Copy out all the lines of the data that hold the word "then".

======== Extracted records ========

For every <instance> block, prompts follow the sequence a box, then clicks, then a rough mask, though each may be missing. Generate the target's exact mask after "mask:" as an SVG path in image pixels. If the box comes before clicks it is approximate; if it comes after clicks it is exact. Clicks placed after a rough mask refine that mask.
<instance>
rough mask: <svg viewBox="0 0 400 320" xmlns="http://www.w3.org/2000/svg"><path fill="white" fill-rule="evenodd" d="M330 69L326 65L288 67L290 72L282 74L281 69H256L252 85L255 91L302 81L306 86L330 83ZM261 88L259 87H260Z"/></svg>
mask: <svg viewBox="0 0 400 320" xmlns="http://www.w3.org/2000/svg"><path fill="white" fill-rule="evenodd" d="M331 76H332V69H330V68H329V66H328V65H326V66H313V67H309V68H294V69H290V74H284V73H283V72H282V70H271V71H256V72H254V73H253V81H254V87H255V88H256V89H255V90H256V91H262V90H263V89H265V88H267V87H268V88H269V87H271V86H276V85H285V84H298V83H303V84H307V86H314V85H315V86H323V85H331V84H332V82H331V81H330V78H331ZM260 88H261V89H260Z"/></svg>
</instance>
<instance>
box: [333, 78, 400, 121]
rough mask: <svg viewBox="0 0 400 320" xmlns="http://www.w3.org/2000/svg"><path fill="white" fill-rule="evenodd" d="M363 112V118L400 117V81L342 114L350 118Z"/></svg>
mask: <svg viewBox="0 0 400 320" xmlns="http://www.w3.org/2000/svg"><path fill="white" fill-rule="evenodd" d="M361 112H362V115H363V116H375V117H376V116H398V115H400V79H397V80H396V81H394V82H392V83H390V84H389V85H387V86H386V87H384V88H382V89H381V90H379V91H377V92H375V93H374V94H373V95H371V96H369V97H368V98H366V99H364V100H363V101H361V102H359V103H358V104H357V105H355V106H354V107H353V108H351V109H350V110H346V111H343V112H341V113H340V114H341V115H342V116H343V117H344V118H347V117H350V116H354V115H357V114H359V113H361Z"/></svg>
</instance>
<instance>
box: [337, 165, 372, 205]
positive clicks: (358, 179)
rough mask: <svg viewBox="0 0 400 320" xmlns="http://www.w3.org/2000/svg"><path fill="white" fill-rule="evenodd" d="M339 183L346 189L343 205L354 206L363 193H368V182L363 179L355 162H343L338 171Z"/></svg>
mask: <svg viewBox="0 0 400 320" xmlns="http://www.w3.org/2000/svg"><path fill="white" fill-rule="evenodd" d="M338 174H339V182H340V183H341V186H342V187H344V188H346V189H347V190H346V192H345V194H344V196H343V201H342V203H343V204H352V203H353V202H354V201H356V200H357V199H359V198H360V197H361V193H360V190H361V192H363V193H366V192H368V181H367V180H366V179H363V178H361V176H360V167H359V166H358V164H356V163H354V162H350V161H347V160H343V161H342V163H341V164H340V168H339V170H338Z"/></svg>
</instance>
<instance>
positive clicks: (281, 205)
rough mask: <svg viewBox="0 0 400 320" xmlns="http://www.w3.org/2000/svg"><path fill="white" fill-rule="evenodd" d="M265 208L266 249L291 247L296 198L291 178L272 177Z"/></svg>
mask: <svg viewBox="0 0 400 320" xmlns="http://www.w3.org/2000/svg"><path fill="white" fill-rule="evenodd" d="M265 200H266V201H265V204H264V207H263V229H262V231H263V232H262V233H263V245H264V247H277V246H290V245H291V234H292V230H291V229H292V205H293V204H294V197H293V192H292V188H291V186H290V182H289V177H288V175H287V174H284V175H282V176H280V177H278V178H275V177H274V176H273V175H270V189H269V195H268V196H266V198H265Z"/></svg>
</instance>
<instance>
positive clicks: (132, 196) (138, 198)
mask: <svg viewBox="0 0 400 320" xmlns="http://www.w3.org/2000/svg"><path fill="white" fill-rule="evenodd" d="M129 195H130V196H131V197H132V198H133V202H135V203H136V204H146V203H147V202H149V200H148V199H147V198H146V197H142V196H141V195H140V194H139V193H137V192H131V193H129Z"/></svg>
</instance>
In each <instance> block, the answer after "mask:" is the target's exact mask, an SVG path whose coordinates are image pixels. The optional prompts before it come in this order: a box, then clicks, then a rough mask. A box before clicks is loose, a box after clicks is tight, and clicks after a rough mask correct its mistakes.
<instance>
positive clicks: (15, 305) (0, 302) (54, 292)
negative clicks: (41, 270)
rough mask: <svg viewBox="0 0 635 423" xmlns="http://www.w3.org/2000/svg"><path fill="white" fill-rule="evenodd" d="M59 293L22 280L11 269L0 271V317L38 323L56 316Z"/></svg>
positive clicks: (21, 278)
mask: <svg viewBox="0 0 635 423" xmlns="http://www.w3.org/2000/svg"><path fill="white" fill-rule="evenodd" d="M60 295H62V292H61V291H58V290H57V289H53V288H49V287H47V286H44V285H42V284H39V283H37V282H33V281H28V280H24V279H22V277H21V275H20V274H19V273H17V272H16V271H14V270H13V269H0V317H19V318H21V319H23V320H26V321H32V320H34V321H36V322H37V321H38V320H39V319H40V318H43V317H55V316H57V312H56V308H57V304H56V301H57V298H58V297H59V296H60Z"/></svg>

========

**Task response**
For every <instance> block, prompts follow the sequence a box, then clicks, then a rough mask, though each may be missing. Generate the target's exact mask after "mask:" as an SVG path in image pixels. If the box comes before clicks it is approximate; if it comes after clicks it is exact. Clicks placed after a rough mask refine that mask.
In each <instance> block, the answer after "mask:" is the target's exact mask, an SVG path whose coordinates are image pixels. The optional prompts before it come in this order: a box, then clicks, then a rough mask. A box before clicks is loose, a box after clicks is tight, and clicks after a rough mask correct its mistakes.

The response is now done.